Material to process.
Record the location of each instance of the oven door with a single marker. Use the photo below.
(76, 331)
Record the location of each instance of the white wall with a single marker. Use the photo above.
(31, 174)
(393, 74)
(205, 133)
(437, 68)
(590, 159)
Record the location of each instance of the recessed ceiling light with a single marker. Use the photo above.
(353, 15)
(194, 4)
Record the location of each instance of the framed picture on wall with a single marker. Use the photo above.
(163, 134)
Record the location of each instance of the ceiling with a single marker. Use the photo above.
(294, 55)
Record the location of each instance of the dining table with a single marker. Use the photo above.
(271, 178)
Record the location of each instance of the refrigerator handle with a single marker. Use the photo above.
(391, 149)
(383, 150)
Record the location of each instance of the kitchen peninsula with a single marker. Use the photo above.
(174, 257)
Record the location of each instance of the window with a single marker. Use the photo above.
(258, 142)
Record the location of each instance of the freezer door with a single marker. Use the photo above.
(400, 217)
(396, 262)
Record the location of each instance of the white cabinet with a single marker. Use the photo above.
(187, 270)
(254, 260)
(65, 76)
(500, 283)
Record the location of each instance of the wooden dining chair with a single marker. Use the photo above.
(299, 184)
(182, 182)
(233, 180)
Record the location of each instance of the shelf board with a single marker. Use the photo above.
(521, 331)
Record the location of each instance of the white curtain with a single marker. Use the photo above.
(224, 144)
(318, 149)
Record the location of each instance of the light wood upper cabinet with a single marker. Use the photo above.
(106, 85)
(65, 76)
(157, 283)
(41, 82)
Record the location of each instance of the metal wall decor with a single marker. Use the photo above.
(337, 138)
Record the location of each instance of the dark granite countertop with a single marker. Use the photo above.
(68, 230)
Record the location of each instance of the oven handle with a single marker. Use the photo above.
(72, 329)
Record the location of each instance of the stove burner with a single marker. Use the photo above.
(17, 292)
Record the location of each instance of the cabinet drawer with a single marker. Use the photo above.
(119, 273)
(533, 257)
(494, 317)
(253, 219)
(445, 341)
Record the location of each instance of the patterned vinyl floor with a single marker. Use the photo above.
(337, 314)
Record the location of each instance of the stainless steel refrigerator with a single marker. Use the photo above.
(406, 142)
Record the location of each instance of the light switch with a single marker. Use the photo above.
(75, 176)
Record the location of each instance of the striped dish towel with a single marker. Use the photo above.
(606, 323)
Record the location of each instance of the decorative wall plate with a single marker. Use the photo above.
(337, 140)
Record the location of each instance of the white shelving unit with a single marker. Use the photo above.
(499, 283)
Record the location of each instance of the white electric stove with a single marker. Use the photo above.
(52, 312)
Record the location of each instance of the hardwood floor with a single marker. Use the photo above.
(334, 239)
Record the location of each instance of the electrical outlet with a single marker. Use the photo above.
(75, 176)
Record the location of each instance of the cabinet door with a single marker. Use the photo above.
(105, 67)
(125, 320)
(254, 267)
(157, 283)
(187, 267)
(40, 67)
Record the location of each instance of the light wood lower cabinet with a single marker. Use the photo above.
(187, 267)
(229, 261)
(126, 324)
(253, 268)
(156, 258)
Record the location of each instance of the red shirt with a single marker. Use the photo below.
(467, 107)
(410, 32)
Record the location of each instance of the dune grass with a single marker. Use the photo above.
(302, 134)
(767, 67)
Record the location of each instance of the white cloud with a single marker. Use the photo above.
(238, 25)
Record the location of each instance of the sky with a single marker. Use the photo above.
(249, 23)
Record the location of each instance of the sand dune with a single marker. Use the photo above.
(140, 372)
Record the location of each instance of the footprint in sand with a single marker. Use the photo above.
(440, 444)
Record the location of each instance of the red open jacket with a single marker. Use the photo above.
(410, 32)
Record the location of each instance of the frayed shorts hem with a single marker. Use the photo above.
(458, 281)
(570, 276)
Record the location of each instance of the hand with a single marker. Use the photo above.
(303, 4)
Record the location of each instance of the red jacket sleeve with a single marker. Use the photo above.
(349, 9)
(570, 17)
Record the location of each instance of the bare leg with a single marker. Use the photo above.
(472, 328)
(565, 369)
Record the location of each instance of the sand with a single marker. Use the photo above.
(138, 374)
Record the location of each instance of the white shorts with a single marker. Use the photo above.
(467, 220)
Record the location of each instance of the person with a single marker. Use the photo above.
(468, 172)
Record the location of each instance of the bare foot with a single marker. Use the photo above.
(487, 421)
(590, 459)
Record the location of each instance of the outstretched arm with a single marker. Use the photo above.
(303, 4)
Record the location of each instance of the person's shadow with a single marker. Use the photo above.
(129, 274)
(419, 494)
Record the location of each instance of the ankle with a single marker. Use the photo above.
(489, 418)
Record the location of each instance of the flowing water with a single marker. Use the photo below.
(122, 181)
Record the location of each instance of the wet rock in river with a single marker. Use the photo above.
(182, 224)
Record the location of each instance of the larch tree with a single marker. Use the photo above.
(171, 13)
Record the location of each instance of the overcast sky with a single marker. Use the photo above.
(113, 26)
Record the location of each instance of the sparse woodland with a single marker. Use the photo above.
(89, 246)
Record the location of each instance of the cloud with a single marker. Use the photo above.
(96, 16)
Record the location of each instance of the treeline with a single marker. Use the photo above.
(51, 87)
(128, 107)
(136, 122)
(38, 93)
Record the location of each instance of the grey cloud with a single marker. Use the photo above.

Aim.
Copy all the rows above again, changing every "single marker" to "single point" and keeping everything else the same.

Expected output.
Record the location of each instance of the oven door with a single point. Use the photo below.
(76, 331)
Record the location of each instance of the white wall with a single point. Use the photo above.
(31, 174)
(393, 74)
(205, 133)
(437, 68)
(590, 159)
Record the location of each instance of the recessed ceiling light with a single point. Use the photo above.
(353, 15)
(194, 4)
Record the location of each instance of the framed picture on wall with a single point. Use the photo above.
(163, 134)
Record the location of each instance of the ceiling with a single point. Use the photo above.
(294, 55)
Record the location of each instance of the dining table with a single point. Use the photo above.
(271, 178)
Record the location of each instance of the refrigerator handle with a single point. Use the photo above.
(391, 149)
(383, 150)
Record the location of each instance of the kitchen peninsula with a single point. Use the photo above.
(174, 257)
Record the location of each instance of the window with a single point. Use the photo above.
(258, 142)
Record the location of each instance of the freezer door with a single point. Use the photo above.
(400, 217)
(396, 262)
Record the location of each instance of the white cabinet with a single point. Use the photo above.
(187, 270)
(254, 260)
(65, 76)
(500, 283)
Record the location of each instance of the wooden dining chair with a single point. Use the photo above.
(299, 184)
(182, 182)
(233, 180)
Record the location of each instance of the shelf board with a single point. Use the photo above.
(521, 331)
Record the location of each instance of the white curtain with a single point. Use the photo above.
(224, 144)
(318, 149)
Record the location of each instance of the light wood upper cabinet with a single point. Use the photo above.
(106, 85)
(65, 76)
(157, 283)
(41, 82)
Record the location of each instance of the metal wall decor with a single point. Use the photo above.
(337, 138)
Record the location of each instance of the dark granite countertop with a single point. Use the photo above.
(68, 230)
Record the location of each instance of the oven handle with a single point. Use the photo above.
(72, 329)
Record the location of each instance of the stove burner with a single point. Use the photo above.
(17, 292)
Record the location of each instance of the cabinet drawer with a single point. Use the photo above.
(119, 273)
(533, 257)
(494, 317)
(253, 219)
(445, 341)
Record the location of each instance of the patterned vinyl floor with a single point. Use the photo above.
(337, 314)
Record the location of each instance of the stainless steel refrigerator with a single point. Use the photo above.
(406, 142)
Record the location of each instance of the light switch with a single point. Use the photo above.
(75, 176)
Record the location of each instance of the striped dish towel with a single point. Use the photo above.
(606, 323)
Record the location of each instance of the decorative wall plate with a single point. Use the photo above.
(337, 140)
Record the location of each instance of the white shelving unit with a single point. Use the photo above.
(499, 283)
Record the location of each instance of the white electric stove with a single point. Use the photo above.
(52, 312)
Record the location of each instance of the hardwood floor with a single point. Use the photo above.
(334, 239)
Record the location of each instance of the electrical outlet with a single point. Use the photo above.
(75, 176)
Record the location of each instance of the cabinet door with a single point. Use the photo above.
(105, 67)
(125, 320)
(254, 267)
(157, 283)
(187, 267)
(40, 67)
Record the location of each instance of the light wood lower cabinet with a single point. Use the photo above.
(187, 267)
(229, 261)
(126, 324)
(253, 268)
(156, 258)
Record the location of each instance of the red shirt with a single point. Use the photo below.
(467, 107)
(410, 32)
Record the location of each instance of the dune grass with a single point. Use the photo above.
(302, 134)
(767, 67)
Record the location of each instance of the white cloud with a single point. Use the photo above.
(238, 25)
Record the location of each instance of the sky with a single point. Use the photo above.
(249, 23)
Record the location of each instance of the sand dune with a single point. Use the photo above.
(140, 372)
Record the location of each instance of the footprint in sand with a single point. Use the photo above.
(440, 444)
Record the location of each instance of the red open jacket with a single point. Use the photo above.
(410, 32)
Record the location of each instance of the frayed shorts hem with a single point. Use the photo above.
(458, 281)
(570, 276)
Record the location of each instance of the hand with a single point. Use the photo above.
(303, 4)
Record the location of each instance of the red jacket sleeve with a single point. Use the photo above.
(349, 9)
(570, 17)
Record the location of each instance of the bare leg with a single point. Use the photo above.
(472, 328)
(565, 369)
Record the location of each instance of the sand with a single point. Use the photo above.
(138, 374)
Record the location of each instance of the white shorts with a single point. Use the photo above.
(467, 220)
Record the location of each instance of the person with a single point. Use the photo above.
(468, 172)
Record the location of each instance of the bare foot with a single point. Use the photo above.
(487, 421)
(590, 459)
Record the location of each instance of the outstretched arm with a single point. Use the photo above.
(303, 4)
Record the location of each instance of the person's shadow with a single point. Use the photo above.
(129, 274)
(419, 494)
Record the location of each instance of the ankle with a single point. Use the photo above.
(489, 418)
Record the location of each instance of the flowing water with a single point. Use the photo below.
(122, 181)
Record the location of each instance of the wet rock in river with a single point. Use the photo above.
(182, 224)
Record the location of each instance of the larch tree with a single point. Use the photo above.
(171, 13)
Record the location of each instance of the overcast sky with a single point. Use the photo above.
(113, 26)
Record the location of each instance of the sparse woodland with a single point. Use the photo above.
(89, 246)
Record the location of each instance of the cloud with a single point. Use the photo above.
(96, 16)
Record the location of each instance of the treeline with a single point. Use the photo above.
(51, 87)
(128, 107)
(136, 122)
(38, 93)
Record the location of each instance of the grey cloud with a single point. Use the photo above.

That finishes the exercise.